▸ **Exercise**:
Copy the records exactly, every one of them.

▸ **Data provided**:
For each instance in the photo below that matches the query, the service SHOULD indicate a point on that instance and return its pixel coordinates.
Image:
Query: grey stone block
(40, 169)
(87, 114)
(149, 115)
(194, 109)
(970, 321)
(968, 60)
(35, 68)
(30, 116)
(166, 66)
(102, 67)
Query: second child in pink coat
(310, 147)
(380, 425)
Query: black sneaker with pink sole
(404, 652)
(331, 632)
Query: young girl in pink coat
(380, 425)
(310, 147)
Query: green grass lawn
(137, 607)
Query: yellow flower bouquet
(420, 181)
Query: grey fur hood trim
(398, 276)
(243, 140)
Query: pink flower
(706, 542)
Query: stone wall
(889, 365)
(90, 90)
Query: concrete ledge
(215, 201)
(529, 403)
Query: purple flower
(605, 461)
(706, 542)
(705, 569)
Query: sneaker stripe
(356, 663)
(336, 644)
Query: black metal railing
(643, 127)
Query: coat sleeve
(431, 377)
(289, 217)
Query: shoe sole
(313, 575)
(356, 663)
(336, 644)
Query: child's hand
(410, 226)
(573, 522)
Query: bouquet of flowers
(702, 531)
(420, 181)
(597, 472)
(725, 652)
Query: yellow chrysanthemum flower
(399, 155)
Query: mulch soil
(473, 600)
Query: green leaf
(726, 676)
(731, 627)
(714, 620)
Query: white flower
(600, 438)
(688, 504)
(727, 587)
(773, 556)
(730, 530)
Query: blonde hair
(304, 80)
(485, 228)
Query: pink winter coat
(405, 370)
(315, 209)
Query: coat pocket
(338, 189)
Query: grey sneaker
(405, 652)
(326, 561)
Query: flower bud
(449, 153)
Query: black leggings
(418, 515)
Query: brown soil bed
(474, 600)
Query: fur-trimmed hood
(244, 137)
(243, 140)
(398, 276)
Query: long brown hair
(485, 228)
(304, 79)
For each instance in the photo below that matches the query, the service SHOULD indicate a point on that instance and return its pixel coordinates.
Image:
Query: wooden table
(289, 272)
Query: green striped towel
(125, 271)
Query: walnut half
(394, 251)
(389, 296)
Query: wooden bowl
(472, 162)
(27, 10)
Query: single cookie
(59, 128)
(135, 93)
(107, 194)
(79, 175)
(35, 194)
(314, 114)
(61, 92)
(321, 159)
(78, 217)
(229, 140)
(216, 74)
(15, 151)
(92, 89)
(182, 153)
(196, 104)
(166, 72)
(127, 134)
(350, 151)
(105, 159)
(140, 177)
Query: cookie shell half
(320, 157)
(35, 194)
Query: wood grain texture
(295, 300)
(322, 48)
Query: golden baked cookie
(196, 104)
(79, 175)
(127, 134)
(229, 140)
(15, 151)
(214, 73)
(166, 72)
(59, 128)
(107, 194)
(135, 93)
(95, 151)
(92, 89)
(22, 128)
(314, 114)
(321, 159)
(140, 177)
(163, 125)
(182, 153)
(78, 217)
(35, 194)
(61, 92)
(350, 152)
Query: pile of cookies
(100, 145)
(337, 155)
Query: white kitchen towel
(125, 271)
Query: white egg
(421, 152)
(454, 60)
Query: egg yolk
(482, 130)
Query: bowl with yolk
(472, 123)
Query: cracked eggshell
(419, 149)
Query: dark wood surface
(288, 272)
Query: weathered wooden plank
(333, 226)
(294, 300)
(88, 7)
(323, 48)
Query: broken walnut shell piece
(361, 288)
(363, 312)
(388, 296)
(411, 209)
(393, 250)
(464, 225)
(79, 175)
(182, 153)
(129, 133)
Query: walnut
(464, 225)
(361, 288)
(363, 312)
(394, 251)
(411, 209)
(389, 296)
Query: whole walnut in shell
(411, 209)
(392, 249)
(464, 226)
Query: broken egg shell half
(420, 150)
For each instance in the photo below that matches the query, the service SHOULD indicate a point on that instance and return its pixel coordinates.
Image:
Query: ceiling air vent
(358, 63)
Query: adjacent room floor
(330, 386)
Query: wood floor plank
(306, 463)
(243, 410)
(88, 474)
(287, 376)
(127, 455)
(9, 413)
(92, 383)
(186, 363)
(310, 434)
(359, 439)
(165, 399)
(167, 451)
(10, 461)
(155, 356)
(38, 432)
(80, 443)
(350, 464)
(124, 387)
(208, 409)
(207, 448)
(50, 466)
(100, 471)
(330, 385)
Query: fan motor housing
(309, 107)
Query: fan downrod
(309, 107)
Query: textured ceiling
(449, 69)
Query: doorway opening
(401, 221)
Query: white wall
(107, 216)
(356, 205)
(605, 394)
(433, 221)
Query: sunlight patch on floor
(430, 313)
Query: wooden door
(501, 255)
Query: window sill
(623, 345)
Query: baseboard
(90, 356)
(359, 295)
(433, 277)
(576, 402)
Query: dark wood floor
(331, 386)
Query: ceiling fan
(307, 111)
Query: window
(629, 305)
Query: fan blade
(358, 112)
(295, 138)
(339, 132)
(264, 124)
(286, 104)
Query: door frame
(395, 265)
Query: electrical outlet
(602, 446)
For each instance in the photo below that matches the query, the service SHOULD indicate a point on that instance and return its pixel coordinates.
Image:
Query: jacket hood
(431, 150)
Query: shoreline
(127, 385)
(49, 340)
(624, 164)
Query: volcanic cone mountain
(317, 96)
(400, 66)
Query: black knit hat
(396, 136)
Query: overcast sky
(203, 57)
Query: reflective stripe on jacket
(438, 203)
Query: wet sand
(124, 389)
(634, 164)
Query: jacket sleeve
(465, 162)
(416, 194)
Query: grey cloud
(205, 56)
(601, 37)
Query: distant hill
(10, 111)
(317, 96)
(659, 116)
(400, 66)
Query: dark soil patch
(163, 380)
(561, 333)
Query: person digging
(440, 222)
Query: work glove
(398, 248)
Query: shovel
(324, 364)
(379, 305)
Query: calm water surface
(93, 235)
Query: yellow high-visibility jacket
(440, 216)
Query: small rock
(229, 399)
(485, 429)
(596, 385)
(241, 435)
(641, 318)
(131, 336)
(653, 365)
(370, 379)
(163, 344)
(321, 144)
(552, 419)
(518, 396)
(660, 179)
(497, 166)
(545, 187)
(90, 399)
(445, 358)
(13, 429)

▸ **Output of the exercise**:
For each instance in the photo below that matches the query, the service SHOULD indicate a point on that instance and return its pixel coordinates.
Image:
Query: grey stone block
(40, 169)
(87, 114)
(149, 115)
(194, 109)
(970, 321)
(968, 60)
(35, 68)
(30, 116)
(166, 66)
(102, 67)
Query: second child in pink coat
(310, 147)
(380, 425)
Query: black sneaker with pink sole
(404, 652)
(331, 632)
Query: young girl in pink coat
(380, 425)
(310, 147)
Query: green grass lawn
(137, 607)
Query: yellow flower bouquet
(420, 181)
Query: grey fur hood trim
(398, 276)
(243, 140)
Query: pink flower
(706, 542)
Query: stone wall
(889, 365)
(90, 90)
Query: concrete ledge
(215, 201)
(529, 403)
Query: purple flower
(605, 461)
(706, 542)
(705, 569)
Query: sneaker stripe
(356, 663)
(336, 644)
Query: black metal railing
(643, 127)
Query: coat sleeve
(431, 377)
(289, 217)
Query: shoe sole
(313, 575)
(356, 663)
(336, 644)
Query: child's hand
(410, 226)
(573, 522)
Query: bouquet of flowers
(702, 531)
(420, 181)
(597, 472)
(725, 652)
Query: yellow chrysanthemum flower
(399, 155)
Query: mulch soil
(473, 600)
Query: green leaf
(726, 676)
(731, 627)
(714, 620)
Query: white flower
(600, 438)
(688, 504)
(727, 587)
(773, 556)
(730, 530)
Query: blonde hair
(304, 80)
(485, 228)
Query: pink winter coat
(405, 370)
(315, 209)
Query: coat pocket
(338, 189)
Query: grey sneaker
(405, 652)
(326, 561)
Query: flower bud
(449, 153)
Query: black leggings
(418, 515)
Query: brown soil bed
(474, 600)
Query: fur-trimmed hood
(244, 137)
(243, 140)
(398, 276)
Query: long brown hair
(485, 228)
(304, 79)
For each instance in the photo below that matches the query, the service SHOULD indicate a point on that instance and return its pixel coordinates.
Image:
Query: wooden table
(289, 272)
Query: green striped towel
(125, 271)
Query: walnut half
(394, 251)
(389, 296)
Query: wooden bowl
(472, 162)
(27, 10)
Query: single cookie
(59, 128)
(135, 93)
(107, 194)
(79, 175)
(35, 194)
(314, 114)
(61, 92)
(321, 159)
(78, 217)
(229, 140)
(216, 74)
(15, 151)
(92, 89)
(182, 153)
(196, 104)
(166, 72)
(127, 134)
(350, 151)
(105, 159)
(140, 177)
Query: cookie shell half
(320, 157)
(35, 194)
Query: wood grain texture
(295, 300)
(322, 48)
Query: golden baked cookie
(196, 104)
(79, 175)
(127, 134)
(229, 140)
(15, 151)
(214, 73)
(166, 72)
(59, 128)
(107, 194)
(135, 93)
(95, 151)
(92, 89)
(22, 128)
(314, 114)
(321, 159)
(140, 177)
(163, 125)
(182, 153)
(78, 217)
(35, 194)
(61, 92)
(350, 152)
Query: pile of cookies
(100, 145)
(337, 155)
Query: white kitchen towel
(125, 271)
Query: white egg
(421, 152)
(454, 60)
Query: egg yolk
(482, 130)
Query: bowl with yolk
(472, 123)
Query: cracked eggshell
(419, 149)
Query: dark wood surface
(288, 272)
Query: weathered wooden plank
(333, 226)
(294, 300)
(88, 7)
(323, 48)
Query: broken walnut shell piece
(361, 288)
(363, 312)
(388, 296)
(411, 209)
(393, 250)
(464, 225)
(79, 175)
(182, 153)
(129, 133)
Query: walnut
(464, 225)
(361, 288)
(363, 312)
(394, 251)
(411, 209)
(389, 296)
Query: whole walnut in shell
(411, 209)
(392, 249)
(464, 226)
Query: broken egg shell half
(420, 150)
For each instance in the photo below that matches the query, the service SHOULD indicate a point on that instance and return its pixel coordinates.
Image:
Query: ceiling air vent
(358, 63)
Query: adjacent room floor
(330, 386)
Query: wood floor plank
(306, 463)
(243, 410)
(88, 474)
(287, 376)
(127, 455)
(9, 413)
(92, 383)
(186, 363)
(310, 434)
(359, 439)
(165, 399)
(167, 451)
(10, 461)
(155, 356)
(38, 432)
(80, 443)
(350, 464)
(124, 387)
(208, 409)
(207, 448)
(50, 466)
(100, 471)
(330, 385)
Query: fan motor housing
(309, 107)
Query: fan downrod
(309, 107)
Query: textured ceiling
(449, 69)
Query: doorway opening
(401, 221)
Query: white wall
(107, 216)
(356, 205)
(605, 394)
(433, 221)
Query: sunlight patch on floor
(430, 313)
Query: wooden door
(501, 255)
Query: window sill
(623, 345)
Query: baseboard
(90, 356)
(359, 295)
(433, 277)
(576, 402)
Query: dark wood floor
(331, 386)
Query: ceiling fan
(307, 111)
Query: window
(629, 305)
Query: fan blade
(358, 112)
(295, 138)
(339, 132)
(264, 124)
(286, 104)
Query: door frame
(395, 265)
Query: electrical outlet
(602, 446)
For each instance in the photo below that matches the query, the service SHOULD indicate a point on that instance and return its pixel coordinates.
Image:
Query: jacket hood
(431, 150)
Query: shoreline
(127, 385)
(49, 340)
(624, 164)
Query: volcanic cone mountain
(317, 96)
(400, 66)
Query: black knit hat
(396, 136)
Query: overcast sky
(203, 57)
Query: reflective stripe on jacket
(438, 203)
Query: wet sand
(124, 389)
(634, 164)
Query: jacket sleeve
(465, 162)
(416, 194)
Query: grey cloud
(205, 56)
(601, 37)
Query: distant hill
(10, 111)
(317, 96)
(659, 116)
(400, 66)
Query: dark soil patch
(163, 380)
(561, 333)
Query: person digging
(440, 222)
Query: work glove
(398, 248)
Query: shovel
(324, 364)
(379, 305)
Query: calm water surface
(93, 235)
Query: yellow high-visibility jacket
(440, 216)
Query: small rock
(229, 399)
(485, 429)
(596, 385)
(241, 435)
(641, 318)
(131, 336)
(653, 365)
(370, 379)
(163, 344)
(321, 144)
(552, 419)
(518, 396)
(660, 179)
(497, 166)
(545, 187)
(90, 399)
(445, 358)
(13, 429)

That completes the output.